Excerpted records

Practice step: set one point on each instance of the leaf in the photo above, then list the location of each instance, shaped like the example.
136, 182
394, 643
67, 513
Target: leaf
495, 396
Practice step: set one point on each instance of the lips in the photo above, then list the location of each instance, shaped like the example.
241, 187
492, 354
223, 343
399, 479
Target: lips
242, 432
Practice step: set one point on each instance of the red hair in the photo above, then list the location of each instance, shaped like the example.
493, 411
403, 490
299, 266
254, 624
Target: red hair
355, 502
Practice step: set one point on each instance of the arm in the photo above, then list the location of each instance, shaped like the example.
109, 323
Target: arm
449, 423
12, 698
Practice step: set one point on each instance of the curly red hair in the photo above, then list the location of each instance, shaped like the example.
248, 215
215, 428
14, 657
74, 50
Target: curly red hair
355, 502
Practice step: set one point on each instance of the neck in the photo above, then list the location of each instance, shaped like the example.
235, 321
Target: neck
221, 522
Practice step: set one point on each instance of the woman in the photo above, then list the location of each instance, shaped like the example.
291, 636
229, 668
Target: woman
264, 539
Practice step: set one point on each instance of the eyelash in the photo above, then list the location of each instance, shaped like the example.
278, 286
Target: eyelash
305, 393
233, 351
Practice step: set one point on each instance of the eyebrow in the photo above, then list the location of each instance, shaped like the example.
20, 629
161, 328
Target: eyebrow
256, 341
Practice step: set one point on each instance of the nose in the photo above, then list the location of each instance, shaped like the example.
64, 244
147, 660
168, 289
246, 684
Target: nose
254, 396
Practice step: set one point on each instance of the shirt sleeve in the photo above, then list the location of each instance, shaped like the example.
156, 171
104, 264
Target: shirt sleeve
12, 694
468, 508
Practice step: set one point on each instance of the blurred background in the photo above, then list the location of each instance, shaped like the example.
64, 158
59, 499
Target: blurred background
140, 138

Task brief
Rewrite all of the lines above, renaming "Practice step" to "Drill" wherever it appears and leaving everything else unchanged.

Exercise result
Drill: set one point on each instance of the leaf in the photo above, then list the location of each instance, shaped like the example.
136, 182
394, 643
67, 513
Target: leaf
495, 396
Drill: set one point on each instance of the lips in the photo above, then list the location of each instance, shaped like the example.
241, 187
492, 354
223, 343
399, 479
Target: lips
242, 432
Drill: set one point on each instance of the red hair in the photo above, then list the location of each instance, shaped like the example.
493, 411
403, 490
299, 266
254, 624
Target: red hair
355, 502
Drill: set one point on each instance of the arm in the photo above, then list the location of each instance, shaped like the example.
109, 323
Target: arm
449, 423
12, 698
Drill: set one point on each instance of the curly red hair in the photo above, then list the location of each instance, shaped like the example.
248, 215
215, 428
14, 657
74, 50
Target: curly red hair
355, 502
Drill: set one point on each instance of the neck in the photo above, then list the location of each instance, shaped like the example.
235, 321
Target: neck
221, 522
Drill: set one point on each instance of the woman in the photo above, then list the location of each instance, shaped like the example.
291, 636
229, 668
Target: woman
264, 539
Drill: set one point on each instance of the eyelash in the photo above, then list the location of each instance, shaped like the example.
278, 286
Target: eyelash
305, 393
233, 351
Drill: set one point on each instance of the eyebrow in the photo above, then list the location of each instance, shaped like the example.
20, 629
161, 328
Target: eyebrow
256, 341
Drill: set one point on each instance of the nose in the photo above, then list the location of each instance, shaped like the example.
64, 244
147, 660
168, 289
246, 684
Target: nose
254, 396
Drill: set one point on each instance of the shirt sleeve in the photo above, then list the location of each instance, shaped like the example.
156, 171
104, 264
Target: shirt sleeve
12, 694
468, 508
Drill: set one point on each instance of the blurred background in the photo above, then list the location of each instance, shaped like the example.
64, 158
59, 499
Target: blurred background
140, 138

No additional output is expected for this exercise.